▶ Work instructions: In the blog post below about looking into weight loss surgery, what procedure did the writer's sister undergo, and when?

▶ Reading passage:
Looking into WLS

Hiya!

I’m back!  Hopefully this isn’t a one-off post.  I’m trying to get better about making sure that my blog, Instagram, Twitter, etc. are updated at least regularly.  Here’s to hoping!  It’s just hard to create a schedule, stick with it, and really take the amount of time necessary when you’re a full-time school teacher.  I mean, I’m not trying to make any excuses but it’s true. Being a teacher takes up SO much of your time that it’s hard to fit other things in.

Ok, so here’s the update:

I have decided to look into the route of having Weight Loss Surgery.  This has honestly been such a hard time in my life because I have felt like such a failure in every respect when it comes to losing weight.  I’m sick of knowing that I have followed a program to a T and still gain weight.  Not to bash the program, because I know that so many people have succeeded with it, but the 21 Day Fix set me back big time.  I spent all of this time and money on the program, which promises up to 15 pounds of weight loss, and I did the exact opposite by the end of the program… I gained 15 pounds!  Am I wrong for being so overly frustrated?  I don’t believe that I am wrong.

Anyways, this whole process of looking into WLS came about because of my sister, who underwent Roux-en-Y Gastric Bypass in September of 2016.  She and I had a “conversation” about the possibility of me looking into a bariatric program back in February; however, I was not ready to listen with an open mind.  I told her, “I’ll think about it” which in Adrian-speak is, “Leave me the hell alone.  This conversation is over.”  She knows me well enough to know that when I say that I’ll think about something that I am just not ready to discuss the topic at that moment, so she let it drop.

Things changed on March 15, 2017.  I stepped on the scale and saw that my weight had gone up again.  I am now at my highest weight of 250 pounds.  **For reference: I’m 5’3″ tall, which puts me at a BMI of 44.3**  It was 5:00 in the morning and I started my day off in tears.  Needless to say, I took my prep time that day to look into my local bariatric program (the same one my sister went through) and researched what it’s all about.  Is it a “quick fix” that people assume it is?  Is is a “tool”?  What is bariatric surgery?  I got some of the answers that I needed, and also discovered that I had to attend a seminar in order to even be considered for the program.  I texted my sister asking what she was doing that night.  When she responded that her schedule was free, I told her to meet me at the hospital at 6:00 and that I was going to go to the seminar.  She was honestly happy for me for taking the initial steps to look into getting help.

▶ Items listed in a dataset:
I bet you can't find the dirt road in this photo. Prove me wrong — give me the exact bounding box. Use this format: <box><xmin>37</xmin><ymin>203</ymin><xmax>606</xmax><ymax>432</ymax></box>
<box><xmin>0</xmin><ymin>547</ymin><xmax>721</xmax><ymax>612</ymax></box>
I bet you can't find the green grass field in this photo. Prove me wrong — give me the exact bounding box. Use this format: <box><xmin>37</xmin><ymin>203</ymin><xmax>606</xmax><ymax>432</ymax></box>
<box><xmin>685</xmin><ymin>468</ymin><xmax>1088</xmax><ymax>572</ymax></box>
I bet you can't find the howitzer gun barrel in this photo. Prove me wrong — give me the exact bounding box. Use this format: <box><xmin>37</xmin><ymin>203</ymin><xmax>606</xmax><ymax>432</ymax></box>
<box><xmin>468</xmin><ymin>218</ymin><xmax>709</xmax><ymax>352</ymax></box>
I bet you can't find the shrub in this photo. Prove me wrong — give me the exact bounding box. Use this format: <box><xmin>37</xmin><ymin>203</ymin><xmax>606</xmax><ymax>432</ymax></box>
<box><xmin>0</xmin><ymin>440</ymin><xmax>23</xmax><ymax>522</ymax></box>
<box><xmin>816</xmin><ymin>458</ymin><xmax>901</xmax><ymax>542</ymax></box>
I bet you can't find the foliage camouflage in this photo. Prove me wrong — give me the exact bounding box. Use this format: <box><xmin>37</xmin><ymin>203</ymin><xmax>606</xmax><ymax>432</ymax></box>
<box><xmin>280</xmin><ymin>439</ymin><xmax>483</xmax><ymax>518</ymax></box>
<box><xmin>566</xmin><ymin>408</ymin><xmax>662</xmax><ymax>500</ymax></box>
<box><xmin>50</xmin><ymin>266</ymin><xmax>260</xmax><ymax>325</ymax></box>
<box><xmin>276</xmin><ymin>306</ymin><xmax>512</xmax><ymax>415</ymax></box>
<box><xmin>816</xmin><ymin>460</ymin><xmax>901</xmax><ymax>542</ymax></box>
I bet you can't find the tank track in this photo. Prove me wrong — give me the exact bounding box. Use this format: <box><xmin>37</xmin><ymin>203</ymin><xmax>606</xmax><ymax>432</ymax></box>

▶ Solution: She underwent Roux-en-Y Gastric Bypass in September of 2016.